* What this task involves: Filter the records below, copying every line that contains the string "wall".

* Data excerpts:
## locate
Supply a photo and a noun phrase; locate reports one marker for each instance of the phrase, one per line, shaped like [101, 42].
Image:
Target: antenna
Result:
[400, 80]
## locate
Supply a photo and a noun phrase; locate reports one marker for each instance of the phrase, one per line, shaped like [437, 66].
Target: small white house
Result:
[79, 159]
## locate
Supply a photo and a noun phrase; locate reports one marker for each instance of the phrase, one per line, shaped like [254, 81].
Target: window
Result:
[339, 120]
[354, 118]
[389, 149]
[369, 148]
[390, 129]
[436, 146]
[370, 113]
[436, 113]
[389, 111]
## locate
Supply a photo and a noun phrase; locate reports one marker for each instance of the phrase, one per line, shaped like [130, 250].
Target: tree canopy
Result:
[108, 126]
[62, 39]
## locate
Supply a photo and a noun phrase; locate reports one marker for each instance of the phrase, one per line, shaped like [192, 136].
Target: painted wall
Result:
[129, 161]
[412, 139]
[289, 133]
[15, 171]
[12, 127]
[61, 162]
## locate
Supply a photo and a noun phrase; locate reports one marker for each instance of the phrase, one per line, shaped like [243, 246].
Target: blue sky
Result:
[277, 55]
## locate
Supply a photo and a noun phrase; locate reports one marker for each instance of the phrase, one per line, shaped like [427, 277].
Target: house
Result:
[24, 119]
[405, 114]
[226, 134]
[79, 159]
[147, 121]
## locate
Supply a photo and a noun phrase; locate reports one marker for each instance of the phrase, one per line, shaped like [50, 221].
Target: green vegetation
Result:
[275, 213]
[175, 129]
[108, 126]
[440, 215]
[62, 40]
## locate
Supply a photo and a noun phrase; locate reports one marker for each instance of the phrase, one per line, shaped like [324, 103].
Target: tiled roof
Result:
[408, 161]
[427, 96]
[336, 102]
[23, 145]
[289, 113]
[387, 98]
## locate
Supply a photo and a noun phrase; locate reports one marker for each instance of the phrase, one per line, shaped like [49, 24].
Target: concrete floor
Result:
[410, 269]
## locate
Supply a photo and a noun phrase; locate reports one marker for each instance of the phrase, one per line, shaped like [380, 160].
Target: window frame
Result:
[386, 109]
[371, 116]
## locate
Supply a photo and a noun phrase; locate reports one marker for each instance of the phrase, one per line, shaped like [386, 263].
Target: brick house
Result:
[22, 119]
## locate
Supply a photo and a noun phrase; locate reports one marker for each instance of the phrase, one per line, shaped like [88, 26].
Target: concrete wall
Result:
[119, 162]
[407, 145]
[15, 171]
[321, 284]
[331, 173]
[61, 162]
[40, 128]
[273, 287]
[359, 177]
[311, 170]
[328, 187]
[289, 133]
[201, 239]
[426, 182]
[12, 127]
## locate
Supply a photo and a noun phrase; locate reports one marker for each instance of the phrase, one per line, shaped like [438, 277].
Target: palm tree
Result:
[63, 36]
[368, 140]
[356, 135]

* The answer:
Target: painted wall
Target: concrete wall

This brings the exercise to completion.